== Problem details ==
State how many lines of the rows below contain the word "sign", and give only that number.

== Supplied records ==
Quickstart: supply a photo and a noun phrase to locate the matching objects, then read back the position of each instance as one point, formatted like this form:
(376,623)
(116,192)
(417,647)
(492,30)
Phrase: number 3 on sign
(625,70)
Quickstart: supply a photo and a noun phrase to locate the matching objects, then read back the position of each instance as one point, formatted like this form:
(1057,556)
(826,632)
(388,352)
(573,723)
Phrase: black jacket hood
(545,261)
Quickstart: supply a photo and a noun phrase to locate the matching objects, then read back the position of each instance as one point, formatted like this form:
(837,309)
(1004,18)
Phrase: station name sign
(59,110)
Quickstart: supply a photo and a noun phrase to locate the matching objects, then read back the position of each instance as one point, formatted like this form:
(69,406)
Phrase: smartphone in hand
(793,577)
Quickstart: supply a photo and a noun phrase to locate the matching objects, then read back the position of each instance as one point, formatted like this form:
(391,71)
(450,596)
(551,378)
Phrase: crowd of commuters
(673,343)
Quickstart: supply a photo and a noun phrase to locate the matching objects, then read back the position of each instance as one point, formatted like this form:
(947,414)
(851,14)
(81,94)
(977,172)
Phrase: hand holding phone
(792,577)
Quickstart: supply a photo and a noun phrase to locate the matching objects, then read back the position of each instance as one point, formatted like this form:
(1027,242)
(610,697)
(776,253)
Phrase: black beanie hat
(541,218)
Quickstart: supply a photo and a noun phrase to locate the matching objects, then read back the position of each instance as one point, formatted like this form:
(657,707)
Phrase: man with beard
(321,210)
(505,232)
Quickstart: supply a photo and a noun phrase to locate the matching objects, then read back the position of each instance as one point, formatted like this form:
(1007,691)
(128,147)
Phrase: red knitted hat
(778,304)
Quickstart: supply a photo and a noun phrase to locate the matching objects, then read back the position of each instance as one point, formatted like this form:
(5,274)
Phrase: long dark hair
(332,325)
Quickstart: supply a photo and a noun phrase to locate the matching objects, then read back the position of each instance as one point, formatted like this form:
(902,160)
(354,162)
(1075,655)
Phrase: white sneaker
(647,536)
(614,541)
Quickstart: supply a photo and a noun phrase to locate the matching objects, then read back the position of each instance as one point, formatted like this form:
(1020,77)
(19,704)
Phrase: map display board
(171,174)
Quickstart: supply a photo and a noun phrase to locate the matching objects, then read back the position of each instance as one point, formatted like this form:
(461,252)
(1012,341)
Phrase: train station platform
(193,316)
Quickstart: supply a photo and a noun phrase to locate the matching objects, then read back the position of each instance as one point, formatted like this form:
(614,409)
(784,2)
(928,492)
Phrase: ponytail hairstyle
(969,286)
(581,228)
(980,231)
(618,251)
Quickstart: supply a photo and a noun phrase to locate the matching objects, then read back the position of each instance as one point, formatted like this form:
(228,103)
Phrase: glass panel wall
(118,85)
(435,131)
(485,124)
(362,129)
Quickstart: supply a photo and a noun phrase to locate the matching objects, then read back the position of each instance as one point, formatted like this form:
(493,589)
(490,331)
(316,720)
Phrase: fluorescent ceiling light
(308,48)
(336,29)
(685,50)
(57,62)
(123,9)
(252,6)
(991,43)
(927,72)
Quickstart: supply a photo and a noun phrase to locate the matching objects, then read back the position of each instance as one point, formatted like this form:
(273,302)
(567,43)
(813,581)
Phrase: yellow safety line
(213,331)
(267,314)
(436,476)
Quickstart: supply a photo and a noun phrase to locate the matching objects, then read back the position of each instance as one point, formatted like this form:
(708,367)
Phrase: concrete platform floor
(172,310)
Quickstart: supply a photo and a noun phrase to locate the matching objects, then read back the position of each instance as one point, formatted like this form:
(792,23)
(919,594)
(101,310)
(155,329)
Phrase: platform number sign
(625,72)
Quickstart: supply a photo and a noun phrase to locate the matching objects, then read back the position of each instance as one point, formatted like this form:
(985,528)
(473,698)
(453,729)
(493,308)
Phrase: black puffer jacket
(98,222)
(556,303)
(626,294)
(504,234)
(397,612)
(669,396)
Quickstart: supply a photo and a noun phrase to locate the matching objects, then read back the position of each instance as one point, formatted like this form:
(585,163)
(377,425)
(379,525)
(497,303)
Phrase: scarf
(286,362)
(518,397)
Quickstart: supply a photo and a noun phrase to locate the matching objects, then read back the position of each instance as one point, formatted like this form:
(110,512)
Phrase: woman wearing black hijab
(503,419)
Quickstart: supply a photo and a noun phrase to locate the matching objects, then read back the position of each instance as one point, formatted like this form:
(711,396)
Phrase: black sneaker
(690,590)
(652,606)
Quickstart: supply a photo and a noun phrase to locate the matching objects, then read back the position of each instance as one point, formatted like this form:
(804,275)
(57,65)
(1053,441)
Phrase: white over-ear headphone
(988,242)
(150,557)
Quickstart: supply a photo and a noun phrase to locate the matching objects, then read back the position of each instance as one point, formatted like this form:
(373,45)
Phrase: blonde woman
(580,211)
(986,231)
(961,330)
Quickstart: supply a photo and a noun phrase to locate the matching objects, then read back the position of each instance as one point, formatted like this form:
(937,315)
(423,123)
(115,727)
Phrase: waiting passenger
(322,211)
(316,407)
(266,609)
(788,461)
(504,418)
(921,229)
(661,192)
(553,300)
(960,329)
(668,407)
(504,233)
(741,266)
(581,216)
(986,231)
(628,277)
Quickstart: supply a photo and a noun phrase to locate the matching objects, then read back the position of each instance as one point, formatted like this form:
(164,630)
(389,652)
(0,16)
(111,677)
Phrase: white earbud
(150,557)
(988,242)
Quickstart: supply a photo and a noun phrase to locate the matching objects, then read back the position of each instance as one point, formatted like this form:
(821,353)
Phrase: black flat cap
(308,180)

== Answer for the task ==
3